■ **Material for the task**:
▶

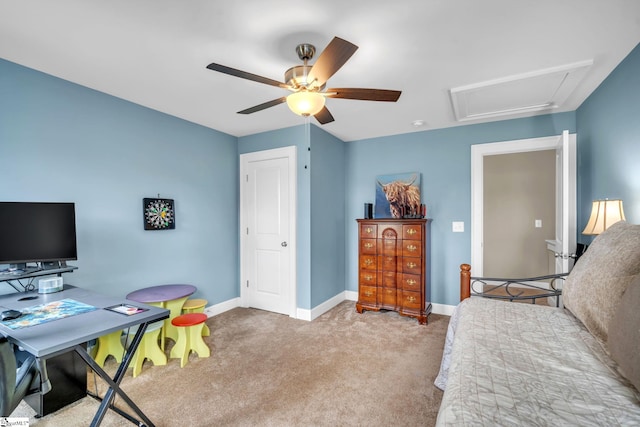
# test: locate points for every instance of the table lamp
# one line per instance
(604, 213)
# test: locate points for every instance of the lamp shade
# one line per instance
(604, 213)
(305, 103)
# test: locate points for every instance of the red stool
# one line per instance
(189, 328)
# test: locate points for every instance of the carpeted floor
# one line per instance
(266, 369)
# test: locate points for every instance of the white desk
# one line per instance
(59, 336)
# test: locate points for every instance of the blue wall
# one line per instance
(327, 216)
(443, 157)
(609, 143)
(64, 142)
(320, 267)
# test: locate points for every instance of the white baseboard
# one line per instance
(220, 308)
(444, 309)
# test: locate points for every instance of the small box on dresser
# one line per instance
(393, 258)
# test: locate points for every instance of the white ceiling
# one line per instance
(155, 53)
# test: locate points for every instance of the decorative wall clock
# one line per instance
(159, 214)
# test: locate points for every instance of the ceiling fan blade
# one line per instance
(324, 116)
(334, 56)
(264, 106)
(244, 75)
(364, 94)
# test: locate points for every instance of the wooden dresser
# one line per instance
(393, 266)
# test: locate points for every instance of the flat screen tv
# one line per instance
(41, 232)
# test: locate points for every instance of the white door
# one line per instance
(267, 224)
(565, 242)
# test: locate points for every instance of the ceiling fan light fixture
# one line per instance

◀
▶

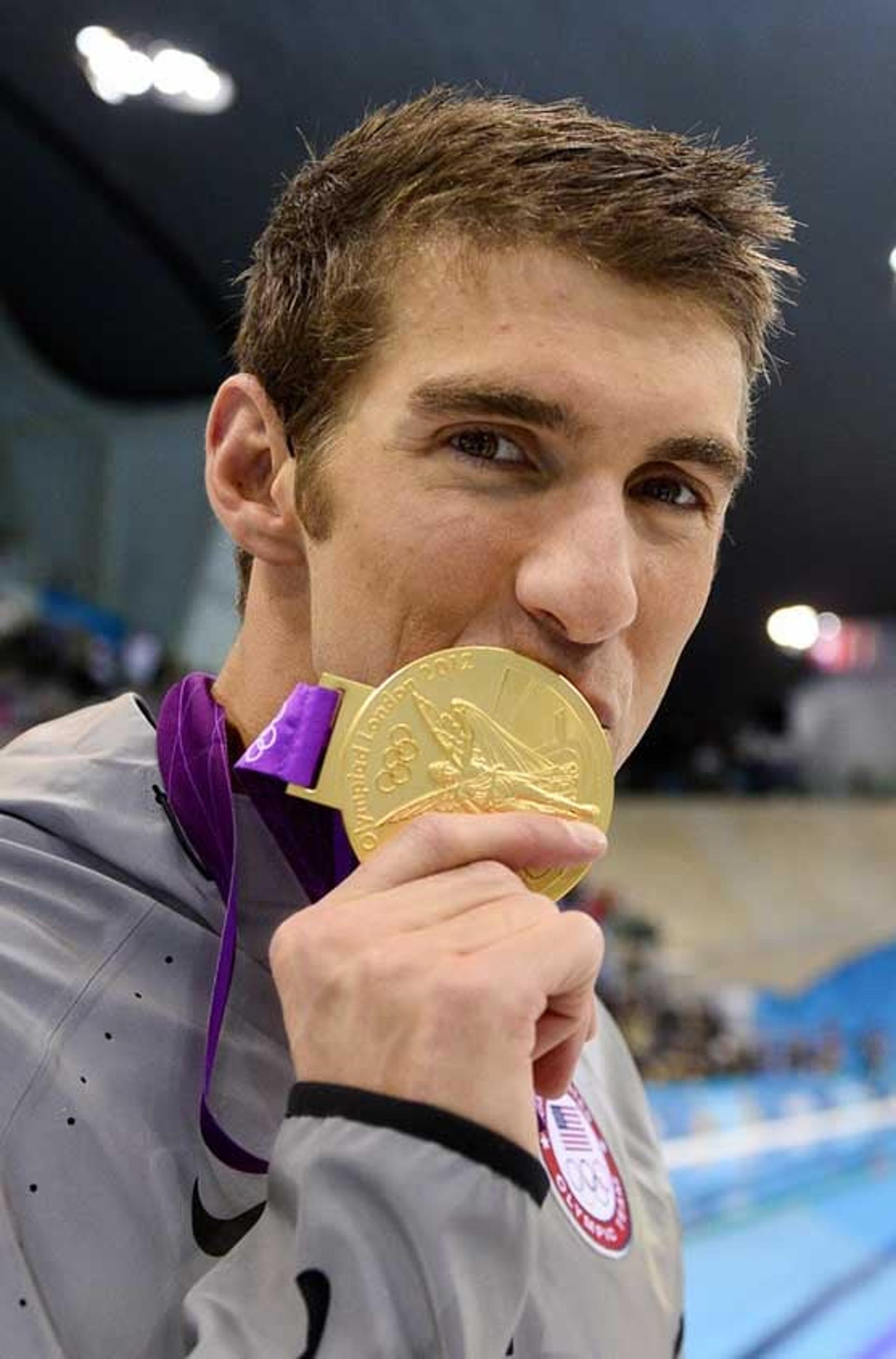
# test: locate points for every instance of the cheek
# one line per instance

◀
▶

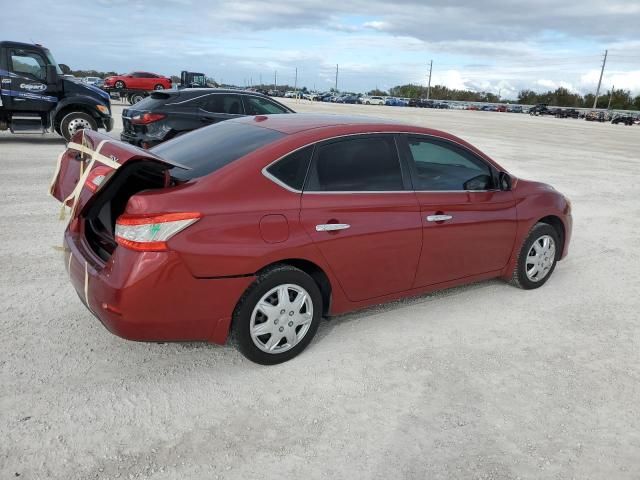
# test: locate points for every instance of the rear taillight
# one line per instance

◀

■ **Task directions**: Scan the entries above and copy each line where "ceiling" occurs.

■ **Exercise solution**:
# test: locate points for every instance of the white ceiling
# test: locate points for every instance of the ceiling fan blade
# test: locate points for every instance of the ceiling fan light fixture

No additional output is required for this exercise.